"""

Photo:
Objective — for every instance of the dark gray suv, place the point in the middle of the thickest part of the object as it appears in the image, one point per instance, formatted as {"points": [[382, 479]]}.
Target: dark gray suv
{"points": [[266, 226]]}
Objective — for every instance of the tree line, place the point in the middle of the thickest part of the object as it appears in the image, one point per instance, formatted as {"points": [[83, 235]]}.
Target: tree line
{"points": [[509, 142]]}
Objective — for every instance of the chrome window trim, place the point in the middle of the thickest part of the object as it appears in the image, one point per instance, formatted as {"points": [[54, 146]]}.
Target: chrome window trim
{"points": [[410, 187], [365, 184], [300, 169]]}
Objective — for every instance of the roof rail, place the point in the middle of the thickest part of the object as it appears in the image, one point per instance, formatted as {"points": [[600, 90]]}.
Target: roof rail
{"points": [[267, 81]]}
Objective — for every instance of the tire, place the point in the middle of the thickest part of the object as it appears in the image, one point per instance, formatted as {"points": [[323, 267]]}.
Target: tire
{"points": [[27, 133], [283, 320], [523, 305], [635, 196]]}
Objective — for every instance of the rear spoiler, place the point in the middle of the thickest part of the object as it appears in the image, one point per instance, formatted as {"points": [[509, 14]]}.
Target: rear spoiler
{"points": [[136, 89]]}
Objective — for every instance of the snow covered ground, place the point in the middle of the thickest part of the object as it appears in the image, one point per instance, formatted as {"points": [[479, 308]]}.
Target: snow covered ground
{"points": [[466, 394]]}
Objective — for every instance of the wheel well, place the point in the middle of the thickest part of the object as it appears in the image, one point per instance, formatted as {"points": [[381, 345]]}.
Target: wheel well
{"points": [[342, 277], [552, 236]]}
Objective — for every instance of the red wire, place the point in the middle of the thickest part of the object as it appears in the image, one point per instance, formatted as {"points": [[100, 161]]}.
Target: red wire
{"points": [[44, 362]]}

"""

- **Written request**
Put each line of the records above into a Markdown table with two columns, Row and Line. Number the rows in order and leave out any blank lines.

- **Result for this exercise**
| Row | Line |
|---|---|
| 1 | Photo: |
| 2 | Objective — for every instance of the dark gray suv, place the point in the middle of the thickest part of the object as it appears in the image, one point per instance, formatted as {"points": [[382, 479]]}. |
| 3 | Target: dark gray suv |
| 4 | {"points": [[266, 226]]} |
| 5 | Objective — for every instance of the tree line, place the point in the middle of the thickest part of the object as it appears in the image, one point per instance, formatted as {"points": [[83, 235]]}. |
| 6 | Target: tree line |
| 7 | {"points": [[509, 142]]} |
| 8 | Objective — for every instance of the chrome window trim, place the point in the middle of the thickest part of the object as it appears in the image, one point per instance, formatted as {"points": [[54, 146]]}. |
| 9 | Target: chrome window trim |
| 10 | {"points": [[410, 187], [365, 184], [300, 169]]} |
| 11 | Objective — for every instance of the roof rail, place the point in the middle of the thickest part of the object as it appears in the image, one point per instance, formatted as {"points": [[600, 90]]}. |
| 12 | Target: roof rail |
| 13 | {"points": [[267, 81]]} |
| 14 | Objective — for every instance of the tire, place the point in the middle of the thickest part of the object as it appears in the image, one point per instance, formatted as {"points": [[323, 267]]}. |
| 15 | Target: tire |
| 16 | {"points": [[27, 133], [283, 320], [523, 305], [635, 196]]} |
| 17 | Objective — for every instance of the rear spoiler, place the point in the middle of the thickest part of the object as it appears in the image, one point per instance, formatted as {"points": [[509, 14]]}. |
| 18 | Target: rear spoiler |
| 19 | {"points": [[136, 89]]} |
| 20 | Objective — for every instance of the snow covered ground, place the point in the middle of the thickest part of the object as it appears in the image, one point per instance, formatted as {"points": [[479, 308]]}. |
| 21 | Target: snow covered ground |
| 22 | {"points": [[466, 394]]} |
| 23 | Objective — for every instance of the wheel well, place the point in the middle of the thickest part of the object as it appears in the image, one point per instance, formatted as {"points": [[381, 345]]}. |
| 24 | Target: wheel well |
| 25 | {"points": [[342, 277], [552, 236]]} |
| 26 | Objective — for every instance of the red wire, place the point in the middle of the thickest part of the object as it appears in the image, one point per instance, formatted as {"points": [[100, 161]]}. |
| 27 | Target: red wire |
| 28 | {"points": [[44, 362]]} |